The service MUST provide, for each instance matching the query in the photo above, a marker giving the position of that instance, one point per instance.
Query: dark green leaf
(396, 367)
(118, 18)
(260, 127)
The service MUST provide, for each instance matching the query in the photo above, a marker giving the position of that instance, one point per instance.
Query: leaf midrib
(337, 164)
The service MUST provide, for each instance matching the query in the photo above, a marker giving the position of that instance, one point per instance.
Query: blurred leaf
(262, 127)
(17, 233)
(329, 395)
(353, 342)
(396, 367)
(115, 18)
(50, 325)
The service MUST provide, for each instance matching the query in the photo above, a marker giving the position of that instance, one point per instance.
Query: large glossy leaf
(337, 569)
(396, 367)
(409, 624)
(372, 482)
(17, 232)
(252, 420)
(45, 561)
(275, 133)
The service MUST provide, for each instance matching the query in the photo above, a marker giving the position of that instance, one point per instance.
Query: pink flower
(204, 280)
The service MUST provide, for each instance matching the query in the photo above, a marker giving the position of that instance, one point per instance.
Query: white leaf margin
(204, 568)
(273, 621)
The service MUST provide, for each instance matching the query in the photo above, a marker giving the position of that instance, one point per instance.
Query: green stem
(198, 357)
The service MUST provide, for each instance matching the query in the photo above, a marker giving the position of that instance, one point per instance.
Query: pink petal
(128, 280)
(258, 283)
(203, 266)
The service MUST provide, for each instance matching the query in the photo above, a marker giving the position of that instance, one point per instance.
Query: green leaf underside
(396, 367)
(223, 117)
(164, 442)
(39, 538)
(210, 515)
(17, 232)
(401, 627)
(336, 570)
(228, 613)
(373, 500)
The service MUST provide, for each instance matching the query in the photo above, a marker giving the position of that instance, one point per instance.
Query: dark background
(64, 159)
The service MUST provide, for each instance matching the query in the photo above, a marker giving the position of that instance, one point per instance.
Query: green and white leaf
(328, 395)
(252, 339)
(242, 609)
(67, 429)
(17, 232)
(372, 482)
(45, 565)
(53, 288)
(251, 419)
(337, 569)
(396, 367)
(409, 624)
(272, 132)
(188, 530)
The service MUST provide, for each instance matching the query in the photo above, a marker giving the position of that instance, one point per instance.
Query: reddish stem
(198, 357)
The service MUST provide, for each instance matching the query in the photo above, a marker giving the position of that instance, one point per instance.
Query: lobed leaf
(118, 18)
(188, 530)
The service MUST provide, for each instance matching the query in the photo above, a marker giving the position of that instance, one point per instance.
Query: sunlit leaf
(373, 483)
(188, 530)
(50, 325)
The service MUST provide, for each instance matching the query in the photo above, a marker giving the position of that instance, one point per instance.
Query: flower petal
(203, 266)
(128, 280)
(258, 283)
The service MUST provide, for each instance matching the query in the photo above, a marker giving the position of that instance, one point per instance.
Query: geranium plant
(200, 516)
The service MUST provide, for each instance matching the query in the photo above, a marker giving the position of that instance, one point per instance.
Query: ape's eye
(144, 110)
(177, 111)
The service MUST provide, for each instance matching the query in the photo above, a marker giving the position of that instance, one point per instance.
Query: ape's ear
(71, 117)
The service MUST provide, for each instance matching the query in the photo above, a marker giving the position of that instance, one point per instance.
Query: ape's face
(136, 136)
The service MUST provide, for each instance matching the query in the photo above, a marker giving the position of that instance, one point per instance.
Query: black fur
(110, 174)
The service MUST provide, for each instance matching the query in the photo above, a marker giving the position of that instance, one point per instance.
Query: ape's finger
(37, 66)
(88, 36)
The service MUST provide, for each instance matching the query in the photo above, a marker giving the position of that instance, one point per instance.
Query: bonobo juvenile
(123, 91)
--
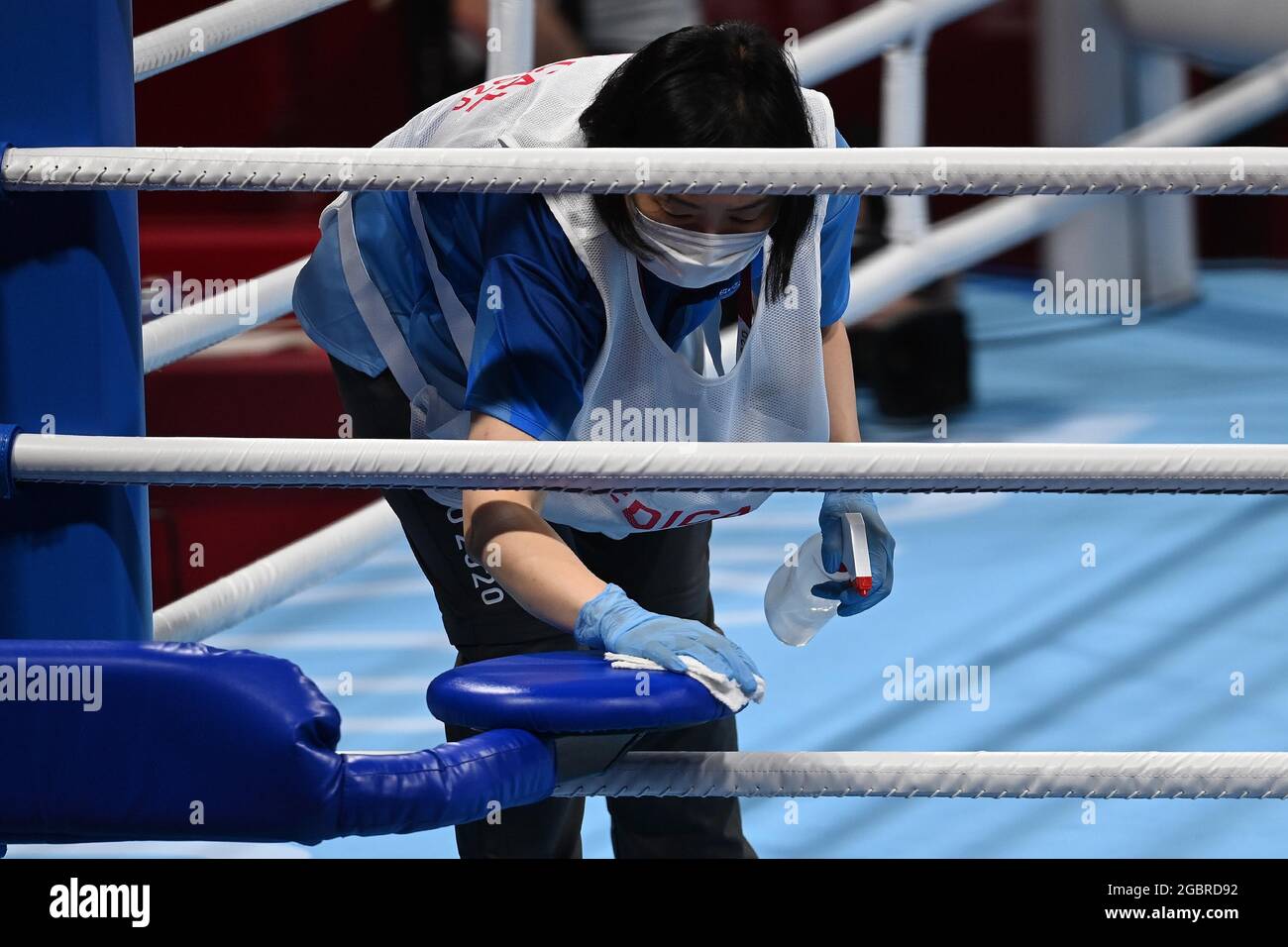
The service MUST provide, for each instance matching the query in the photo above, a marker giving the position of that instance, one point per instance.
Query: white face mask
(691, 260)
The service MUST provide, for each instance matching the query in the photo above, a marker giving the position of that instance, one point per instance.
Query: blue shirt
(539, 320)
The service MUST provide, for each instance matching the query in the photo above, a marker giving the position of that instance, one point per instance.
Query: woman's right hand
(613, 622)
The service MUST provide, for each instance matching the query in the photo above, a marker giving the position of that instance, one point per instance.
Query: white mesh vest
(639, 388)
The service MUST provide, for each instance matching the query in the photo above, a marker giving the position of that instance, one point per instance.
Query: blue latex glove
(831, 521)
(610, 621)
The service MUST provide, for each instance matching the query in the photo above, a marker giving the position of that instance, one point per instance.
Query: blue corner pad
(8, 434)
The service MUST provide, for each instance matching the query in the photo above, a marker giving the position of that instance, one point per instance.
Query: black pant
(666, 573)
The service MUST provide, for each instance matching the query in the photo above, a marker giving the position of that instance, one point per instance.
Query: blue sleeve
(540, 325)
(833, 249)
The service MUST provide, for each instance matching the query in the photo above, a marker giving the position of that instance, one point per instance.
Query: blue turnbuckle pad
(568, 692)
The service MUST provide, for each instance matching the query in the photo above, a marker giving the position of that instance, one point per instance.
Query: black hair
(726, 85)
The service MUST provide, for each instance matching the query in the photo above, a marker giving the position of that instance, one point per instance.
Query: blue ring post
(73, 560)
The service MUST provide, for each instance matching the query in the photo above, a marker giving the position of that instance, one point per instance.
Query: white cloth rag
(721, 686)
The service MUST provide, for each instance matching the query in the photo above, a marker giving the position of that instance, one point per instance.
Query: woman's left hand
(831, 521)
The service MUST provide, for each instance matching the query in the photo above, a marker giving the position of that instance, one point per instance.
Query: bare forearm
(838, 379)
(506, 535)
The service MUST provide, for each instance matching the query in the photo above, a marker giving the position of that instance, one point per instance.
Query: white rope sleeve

# TASK PROMPT
Pick out every line in the records above that has the string "white" in it, and copy those lines. Case counts, so match only where the capital and small letters agree.

# FINISHED TASK
Query: white leaf margin
Query: green and white leaf
Query: white face mask
Query: white mesh vest
Query: white cloth rag
Query: white rope sleeve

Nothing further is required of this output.